• _Aim_: Pick out and copy every line of the data below that contains the word "windshield".

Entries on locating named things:

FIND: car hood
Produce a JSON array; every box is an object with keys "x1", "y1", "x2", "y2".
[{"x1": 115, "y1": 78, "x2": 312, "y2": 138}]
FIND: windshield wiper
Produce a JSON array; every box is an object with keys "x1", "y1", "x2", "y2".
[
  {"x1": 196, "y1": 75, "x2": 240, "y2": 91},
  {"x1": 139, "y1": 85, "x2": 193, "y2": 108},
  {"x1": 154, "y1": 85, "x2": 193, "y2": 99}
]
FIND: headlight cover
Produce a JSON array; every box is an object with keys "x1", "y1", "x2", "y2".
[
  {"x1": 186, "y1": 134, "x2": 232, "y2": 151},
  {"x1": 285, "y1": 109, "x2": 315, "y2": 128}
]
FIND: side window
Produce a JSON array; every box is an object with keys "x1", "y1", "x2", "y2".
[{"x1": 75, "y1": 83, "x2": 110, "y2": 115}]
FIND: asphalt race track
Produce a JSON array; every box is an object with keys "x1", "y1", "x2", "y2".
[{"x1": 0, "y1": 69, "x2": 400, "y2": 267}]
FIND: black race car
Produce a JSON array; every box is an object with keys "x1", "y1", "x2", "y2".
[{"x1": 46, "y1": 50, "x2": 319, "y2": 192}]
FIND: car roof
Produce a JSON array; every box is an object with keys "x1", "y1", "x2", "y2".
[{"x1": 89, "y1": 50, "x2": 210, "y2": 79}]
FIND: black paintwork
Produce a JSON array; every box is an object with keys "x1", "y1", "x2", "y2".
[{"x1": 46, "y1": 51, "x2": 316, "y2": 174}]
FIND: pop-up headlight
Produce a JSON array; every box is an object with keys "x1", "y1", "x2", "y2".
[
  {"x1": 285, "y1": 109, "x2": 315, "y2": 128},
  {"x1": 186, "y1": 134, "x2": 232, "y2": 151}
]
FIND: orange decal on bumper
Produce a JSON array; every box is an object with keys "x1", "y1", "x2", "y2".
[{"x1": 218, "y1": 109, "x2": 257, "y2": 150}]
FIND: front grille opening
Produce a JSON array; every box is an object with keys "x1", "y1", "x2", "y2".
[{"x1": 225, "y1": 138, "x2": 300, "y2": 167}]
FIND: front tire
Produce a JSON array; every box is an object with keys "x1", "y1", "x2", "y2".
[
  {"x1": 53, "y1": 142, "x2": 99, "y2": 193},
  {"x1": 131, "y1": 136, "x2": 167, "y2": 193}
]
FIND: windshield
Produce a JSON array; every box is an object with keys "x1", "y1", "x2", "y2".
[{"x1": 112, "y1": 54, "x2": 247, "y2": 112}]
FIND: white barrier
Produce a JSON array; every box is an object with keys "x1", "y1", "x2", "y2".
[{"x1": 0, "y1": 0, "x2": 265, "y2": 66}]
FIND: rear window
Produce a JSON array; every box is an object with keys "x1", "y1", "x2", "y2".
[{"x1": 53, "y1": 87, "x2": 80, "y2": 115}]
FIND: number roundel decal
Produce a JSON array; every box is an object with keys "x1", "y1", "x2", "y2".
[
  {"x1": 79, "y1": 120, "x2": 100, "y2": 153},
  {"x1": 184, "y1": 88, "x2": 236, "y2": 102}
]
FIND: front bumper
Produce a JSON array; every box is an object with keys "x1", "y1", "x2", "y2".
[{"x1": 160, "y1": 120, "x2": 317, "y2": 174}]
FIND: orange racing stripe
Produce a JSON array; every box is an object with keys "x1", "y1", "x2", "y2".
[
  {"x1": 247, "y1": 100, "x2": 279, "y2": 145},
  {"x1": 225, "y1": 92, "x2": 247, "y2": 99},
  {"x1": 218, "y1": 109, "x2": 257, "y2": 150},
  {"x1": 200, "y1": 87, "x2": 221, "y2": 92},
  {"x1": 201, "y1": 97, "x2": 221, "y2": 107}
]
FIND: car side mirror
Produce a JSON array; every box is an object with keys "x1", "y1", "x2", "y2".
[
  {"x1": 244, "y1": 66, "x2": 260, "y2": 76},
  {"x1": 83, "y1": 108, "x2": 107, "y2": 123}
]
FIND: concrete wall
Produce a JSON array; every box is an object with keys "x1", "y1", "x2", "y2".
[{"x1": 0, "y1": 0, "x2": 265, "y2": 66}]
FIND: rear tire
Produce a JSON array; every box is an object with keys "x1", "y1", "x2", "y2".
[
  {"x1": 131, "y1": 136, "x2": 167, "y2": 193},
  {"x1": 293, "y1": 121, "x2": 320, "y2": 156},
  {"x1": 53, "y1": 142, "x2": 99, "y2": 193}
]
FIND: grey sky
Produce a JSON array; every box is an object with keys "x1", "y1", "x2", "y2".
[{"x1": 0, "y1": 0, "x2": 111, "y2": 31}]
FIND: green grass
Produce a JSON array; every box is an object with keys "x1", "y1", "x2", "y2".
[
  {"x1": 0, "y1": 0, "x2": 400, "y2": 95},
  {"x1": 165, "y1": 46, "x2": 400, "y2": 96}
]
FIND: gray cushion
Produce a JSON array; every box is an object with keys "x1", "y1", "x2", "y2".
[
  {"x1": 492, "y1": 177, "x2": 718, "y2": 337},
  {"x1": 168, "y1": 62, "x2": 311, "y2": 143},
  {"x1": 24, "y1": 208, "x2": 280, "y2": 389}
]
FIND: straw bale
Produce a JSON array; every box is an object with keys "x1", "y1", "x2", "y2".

• _Task solution_:
FIND: windshield wiper
FIND: windshield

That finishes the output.